» PASSAGE SHOWN:
────────────────

Let’s say that the true function f(x) is equal to 4X. Thus we have:

`Y = 4X`

The chosen model g(X) has a cost function J(W1) which behaves like this:

On the absciss, the cost function (from 0 to infinity), on the ordinate, the value of W1. As you can see, if W1 = 4, we got J(W1) = 0 which is the optimal value in this example because it would give g = f. If we choose a bigger or smaller W1, we end up with an increased cost function. For example, if we choose W1 = 2:

`J(2) = (Y-Y')²   = (4X - 2X)² = 4*X²`

our predicted Y’ will be 2*X² away from the true Y.

if we choose W1 = 6:

`J(2) = (Y-Y')²   = (4X - 6X)² = 4*X²`

our predicted Y’ will be 4*X² away from the true Y

if we choose W1 = 0:

`J(2) = (Y-Y')²   = (4X - 0X)² = 16*X²`

Our predicted Y’ will be 16*X² away from the true Y therefore on the far upper left of the graph above.

Now, let’s see how it behaves with a model like Y = W0 + W1X. So it’s going to be in 3 dimensions since this time, we will have to plot W0, W1 and J(W0, W1).

As you can see, in this example the optimal values for W0 and W1 this time are around W0 = W1 ≈ -5.

With the gradient descent we aim for this minimum. Remember your high school math classes about derivative? A derivative of a function (of a single variable at a chosen input value when it exists) basically gives “the slope of the tangent line to the graph of the function at that point” (Wikipedia). In other words, we got the direction of the minimum we want to reach:

We start by choosing 2 random values for our parameters W0 and W1.

We take the derivative of the function J(W1, W0) (Which is the function we want to minimize). Instead of 1/M*∑(y-y’)², We use J(W0, W1) = 1/2M*∑(y-y’)² in order to make the math easier when it comes to do the derivative. Of course it doesn’t change the solution: At the end, the minimum divided by 2 or not is still the minimum.

We then use this derivative to compute the gradient.This is basically the quantity that will be subtracted from the parameter in order to minimize J(W0, W1); Adding it to the parameter would increase our cost function.

And we repeat the process until we reach the minimum.

Concretely, we do this until convergence:
Wj := Wj – α*(∂/∂Wj)*J(W0,W1)
Wj means that we have to do it for W0 and W1
:= means assignement, meaning we set or reset the value of a variable, here: Wj
α is the learning rate, this is basically the speed of your descent. The bigger it is, the more aggressive the gradient descent is. If it’s too big, you can miss the minimum and fail to converge. If it’s too small, it will take too long to reach the minimum. You might think that as you approach the minimum you might have to change your learning rate α. In fact there is no need for that since as you approach it, your derivative term gets smaller, so your update gets also smaller.

────────────────

» TASK DESCRIPTION: Reproduce the passage about gradient descent word for word, beginning at the words "Let’s say that" and stopping after "the true Y.". Draw only on the passage about gradient descent.

» Data records:
────────────────

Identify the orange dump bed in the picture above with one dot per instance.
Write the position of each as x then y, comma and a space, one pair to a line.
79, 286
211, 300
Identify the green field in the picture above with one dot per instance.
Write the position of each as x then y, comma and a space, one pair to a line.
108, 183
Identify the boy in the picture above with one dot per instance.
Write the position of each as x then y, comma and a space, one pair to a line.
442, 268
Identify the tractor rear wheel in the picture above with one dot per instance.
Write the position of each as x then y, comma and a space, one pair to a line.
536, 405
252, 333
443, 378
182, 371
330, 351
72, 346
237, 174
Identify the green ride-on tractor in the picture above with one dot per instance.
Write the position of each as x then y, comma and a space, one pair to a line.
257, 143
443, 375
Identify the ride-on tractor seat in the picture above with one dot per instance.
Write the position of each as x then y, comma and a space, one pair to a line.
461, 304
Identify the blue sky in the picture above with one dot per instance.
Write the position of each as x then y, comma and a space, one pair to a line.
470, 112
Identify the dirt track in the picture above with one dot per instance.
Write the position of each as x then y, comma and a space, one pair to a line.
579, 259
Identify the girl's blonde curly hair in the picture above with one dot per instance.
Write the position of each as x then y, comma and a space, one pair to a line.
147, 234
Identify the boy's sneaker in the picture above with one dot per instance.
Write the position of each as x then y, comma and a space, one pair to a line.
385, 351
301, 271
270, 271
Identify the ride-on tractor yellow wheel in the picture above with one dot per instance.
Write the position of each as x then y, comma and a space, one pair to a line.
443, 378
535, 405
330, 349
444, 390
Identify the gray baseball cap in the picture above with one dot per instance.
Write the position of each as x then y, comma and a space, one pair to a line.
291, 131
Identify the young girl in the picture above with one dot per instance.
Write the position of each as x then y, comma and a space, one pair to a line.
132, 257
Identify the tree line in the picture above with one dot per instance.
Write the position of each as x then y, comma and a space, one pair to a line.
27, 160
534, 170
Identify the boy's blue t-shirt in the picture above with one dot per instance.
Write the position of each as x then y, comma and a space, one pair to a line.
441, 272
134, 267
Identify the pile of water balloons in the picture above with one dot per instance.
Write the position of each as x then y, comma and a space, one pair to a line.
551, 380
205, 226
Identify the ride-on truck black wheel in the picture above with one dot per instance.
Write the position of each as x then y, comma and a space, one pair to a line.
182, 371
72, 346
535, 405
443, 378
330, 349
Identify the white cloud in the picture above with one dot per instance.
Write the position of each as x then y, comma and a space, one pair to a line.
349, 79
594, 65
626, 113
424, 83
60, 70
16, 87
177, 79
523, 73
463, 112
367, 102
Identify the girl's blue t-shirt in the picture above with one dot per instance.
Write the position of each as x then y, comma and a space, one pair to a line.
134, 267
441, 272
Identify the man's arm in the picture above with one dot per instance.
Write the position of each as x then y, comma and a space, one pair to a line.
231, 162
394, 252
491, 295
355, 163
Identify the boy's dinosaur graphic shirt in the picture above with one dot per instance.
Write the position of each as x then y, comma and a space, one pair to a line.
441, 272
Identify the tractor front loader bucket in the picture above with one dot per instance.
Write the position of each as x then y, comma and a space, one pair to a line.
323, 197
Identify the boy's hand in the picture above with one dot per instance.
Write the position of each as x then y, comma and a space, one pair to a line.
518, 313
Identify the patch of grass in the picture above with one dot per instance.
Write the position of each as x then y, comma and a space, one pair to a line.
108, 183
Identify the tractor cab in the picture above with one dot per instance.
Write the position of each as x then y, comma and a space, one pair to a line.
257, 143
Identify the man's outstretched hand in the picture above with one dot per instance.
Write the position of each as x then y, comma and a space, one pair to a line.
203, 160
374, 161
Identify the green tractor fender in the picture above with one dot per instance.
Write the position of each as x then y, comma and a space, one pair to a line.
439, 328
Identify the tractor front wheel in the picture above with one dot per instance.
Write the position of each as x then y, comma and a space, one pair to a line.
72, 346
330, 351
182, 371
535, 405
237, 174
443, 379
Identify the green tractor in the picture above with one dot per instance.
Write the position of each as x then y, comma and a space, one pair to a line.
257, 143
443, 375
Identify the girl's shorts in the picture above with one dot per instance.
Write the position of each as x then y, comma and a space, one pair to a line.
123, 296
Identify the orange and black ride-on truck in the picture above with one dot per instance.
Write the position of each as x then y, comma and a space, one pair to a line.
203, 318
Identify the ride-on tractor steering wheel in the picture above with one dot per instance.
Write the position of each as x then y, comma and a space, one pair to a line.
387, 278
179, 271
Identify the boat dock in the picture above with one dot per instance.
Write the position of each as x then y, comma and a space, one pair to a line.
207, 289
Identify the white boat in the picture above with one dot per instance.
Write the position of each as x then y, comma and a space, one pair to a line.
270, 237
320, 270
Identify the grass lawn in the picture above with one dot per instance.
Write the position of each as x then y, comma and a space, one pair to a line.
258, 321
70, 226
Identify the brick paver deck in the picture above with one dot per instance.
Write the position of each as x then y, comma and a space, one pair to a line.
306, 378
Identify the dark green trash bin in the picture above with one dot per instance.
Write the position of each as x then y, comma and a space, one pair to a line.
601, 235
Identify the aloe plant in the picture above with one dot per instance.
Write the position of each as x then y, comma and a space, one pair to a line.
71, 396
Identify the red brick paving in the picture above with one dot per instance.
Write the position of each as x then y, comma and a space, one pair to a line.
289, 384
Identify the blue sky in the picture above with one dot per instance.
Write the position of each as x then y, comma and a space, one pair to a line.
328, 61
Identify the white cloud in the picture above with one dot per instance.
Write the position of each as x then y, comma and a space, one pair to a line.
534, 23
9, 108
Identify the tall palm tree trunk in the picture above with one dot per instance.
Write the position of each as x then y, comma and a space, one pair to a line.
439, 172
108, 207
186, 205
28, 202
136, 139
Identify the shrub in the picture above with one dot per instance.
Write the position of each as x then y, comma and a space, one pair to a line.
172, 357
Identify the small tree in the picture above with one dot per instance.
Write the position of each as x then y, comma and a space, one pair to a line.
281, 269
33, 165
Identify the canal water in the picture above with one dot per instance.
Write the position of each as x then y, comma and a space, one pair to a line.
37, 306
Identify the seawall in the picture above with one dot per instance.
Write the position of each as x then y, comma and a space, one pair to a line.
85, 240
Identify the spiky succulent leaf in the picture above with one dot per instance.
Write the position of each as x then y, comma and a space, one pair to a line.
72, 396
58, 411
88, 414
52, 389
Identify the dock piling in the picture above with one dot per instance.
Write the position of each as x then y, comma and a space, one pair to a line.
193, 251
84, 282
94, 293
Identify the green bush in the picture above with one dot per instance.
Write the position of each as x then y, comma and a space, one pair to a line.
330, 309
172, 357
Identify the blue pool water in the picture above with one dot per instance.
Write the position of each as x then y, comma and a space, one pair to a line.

────────────────

» RESPONSE FOR THIS EXERCISE:
Let’s say that the true function f(x) is equal to 4X. Thus we have:

`Y = 4X`

The chosen model g(X) has a cost function J(W1) which behaves like this:

On the absciss, the cost function (from 0 to infinity), on the ordinate, the value of W1. As you can see, if W1 = 4, we got J(W1) = 0 which is the optimal value in this example because it would give g = f. If we choose a bigger or smaller W1, we end up with an increased cost function. For example, if we choose W1 = 2:

`J(2) = (Y-Y')²   = (4X - 2X)² = 4*X²`

our predicted Y’ will be 2*X² away from the true Y.